Instructions for the task: Repeat what the lines below say, word for word, and skip every image.

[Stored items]
╔══

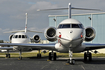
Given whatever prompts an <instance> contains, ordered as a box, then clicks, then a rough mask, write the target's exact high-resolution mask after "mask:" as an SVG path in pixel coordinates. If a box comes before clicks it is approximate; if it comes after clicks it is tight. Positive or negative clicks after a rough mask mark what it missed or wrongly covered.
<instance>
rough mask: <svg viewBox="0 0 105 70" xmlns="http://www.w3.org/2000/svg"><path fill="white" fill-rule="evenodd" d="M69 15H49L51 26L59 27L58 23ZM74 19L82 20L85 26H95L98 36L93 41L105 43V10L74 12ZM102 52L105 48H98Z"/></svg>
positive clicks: (95, 41) (97, 35)
mask: <svg viewBox="0 0 105 70" xmlns="http://www.w3.org/2000/svg"><path fill="white" fill-rule="evenodd" d="M67 18H68V15H49V26H55V27H57V26H58V24H59V23H60V22H61V21H63V20H64V19H67ZM72 18H73V19H77V20H78V21H80V22H81V23H82V24H83V25H84V27H85V28H86V27H93V28H94V29H95V31H96V37H95V39H94V40H93V41H92V42H91V43H104V44H105V12H102V13H88V14H74V15H72ZM98 51H99V52H100V53H105V49H101V50H98Z"/></svg>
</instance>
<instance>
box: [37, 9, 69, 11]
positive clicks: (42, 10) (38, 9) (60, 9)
mask: <svg viewBox="0 0 105 70" xmlns="http://www.w3.org/2000/svg"><path fill="white" fill-rule="evenodd" d="M65 9H68V8H56V9H38V10H37V11H47V10H65Z"/></svg>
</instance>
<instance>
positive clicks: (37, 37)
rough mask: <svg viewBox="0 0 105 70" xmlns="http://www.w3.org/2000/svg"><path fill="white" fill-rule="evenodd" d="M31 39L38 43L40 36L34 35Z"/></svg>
mask: <svg viewBox="0 0 105 70" xmlns="http://www.w3.org/2000/svg"><path fill="white" fill-rule="evenodd" d="M33 40H34V42H35V43H39V42H40V36H39V35H34V36H33Z"/></svg>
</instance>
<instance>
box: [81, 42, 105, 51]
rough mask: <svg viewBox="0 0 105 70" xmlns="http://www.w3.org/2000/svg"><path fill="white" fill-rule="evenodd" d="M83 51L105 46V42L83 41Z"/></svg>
mask: <svg viewBox="0 0 105 70" xmlns="http://www.w3.org/2000/svg"><path fill="white" fill-rule="evenodd" d="M83 46H85V49H84V51H86V50H94V49H101V48H105V44H94V43H83Z"/></svg>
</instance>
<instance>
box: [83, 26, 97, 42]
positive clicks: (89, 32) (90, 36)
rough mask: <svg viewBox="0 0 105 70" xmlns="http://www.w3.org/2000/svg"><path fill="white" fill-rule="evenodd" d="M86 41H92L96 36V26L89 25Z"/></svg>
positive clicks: (87, 29)
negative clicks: (93, 26)
mask: <svg viewBox="0 0 105 70" xmlns="http://www.w3.org/2000/svg"><path fill="white" fill-rule="evenodd" d="M85 33H86V34H85V41H87V42H89V41H92V40H93V39H94V38H95V35H96V32H95V30H94V28H92V27H87V28H86V29H85Z"/></svg>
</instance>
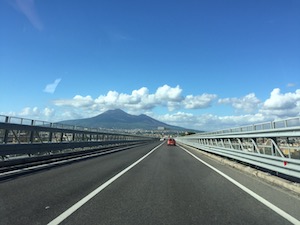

╚══

Solution to the problem:
Given whatever prompts an <instance> contains, ordered as a box, then clicks, then a rough mask, write the target's exact high-resolution mask after "mask:" as an SVG path in pixel coordinates. If a box comes before clicks it is approximate; if it comes after clicks it is tight. Positive or negative clicks after a rough mask mark what it missed or wrongly covered.
<instance>
rough mask: <svg viewBox="0 0 105 70" xmlns="http://www.w3.org/2000/svg"><path fill="white" fill-rule="evenodd" d="M69 15H49L51 26L59 27L58 23ZM74 19L82 20L85 26H95L98 36L93 41L105 43V10L74 12ZM102 52L105 48H98Z"/></svg>
positive clicks: (95, 41) (97, 35)
mask: <svg viewBox="0 0 105 70" xmlns="http://www.w3.org/2000/svg"><path fill="white" fill-rule="evenodd" d="M67 18H68V15H49V26H55V27H57V26H58V24H59V23H60V22H61V21H63V20H64V19H67ZM72 18H73V19H77V20H78V21H80V22H81V23H82V24H83V25H84V27H85V28H86V27H93V28H94V29H95V31H96V37H95V39H94V40H93V41H92V42H91V43H104V44H105V12H102V13H88V14H74V15H72ZM98 51H99V52H100V53H105V49H101V50H98Z"/></svg>
</instance>
<instance>
box: [37, 9, 69, 11]
positive clicks: (42, 10) (38, 9) (60, 9)
mask: <svg viewBox="0 0 105 70" xmlns="http://www.w3.org/2000/svg"><path fill="white" fill-rule="evenodd" d="M65 9H68V8H56V9H38V10H37V11H47V10H65Z"/></svg>
</instance>
<instance>
positive clicks: (37, 37)
rough mask: <svg viewBox="0 0 105 70" xmlns="http://www.w3.org/2000/svg"><path fill="white" fill-rule="evenodd" d="M31 39L38 43L40 36L34 35Z"/></svg>
mask: <svg viewBox="0 0 105 70" xmlns="http://www.w3.org/2000/svg"><path fill="white" fill-rule="evenodd" d="M33 40H34V42H35V43H39V42H40V36H39V35H34V36H33Z"/></svg>
</instance>
<instance>
box: [81, 42, 105, 51]
rough mask: <svg viewBox="0 0 105 70" xmlns="http://www.w3.org/2000/svg"><path fill="white" fill-rule="evenodd" d="M83 51L105 46V42L83 41Z"/></svg>
mask: <svg viewBox="0 0 105 70" xmlns="http://www.w3.org/2000/svg"><path fill="white" fill-rule="evenodd" d="M83 46H85V49H84V51H86V50H94V49H101V48H105V44H94V43H83Z"/></svg>
</instance>
<instance>
box: [83, 26, 97, 42]
positive clicks: (89, 32) (90, 36)
rough mask: <svg viewBox="0 0 105 70" xmlns="http://www.w3.org/2000/svg"><path fill="white" fill-rule="evenodd" d="M86 41H92L96 36V26L89 25Z"/></svg>
positive clicks: (87, 29)
negative clicks: (93, 26)
mask: <svg viewBox="0 0 105 70" xmlns="http://www.w3.org/2000/svg"><path fill="white" fill-rule="evenodd" d="M85 33H86V34H85V41H87V42H89V41H92V40H93V39H94V38H95V35H96V32H95V30H94V28H92V27H87V28H86V29H85Z"/></svg>
</instance>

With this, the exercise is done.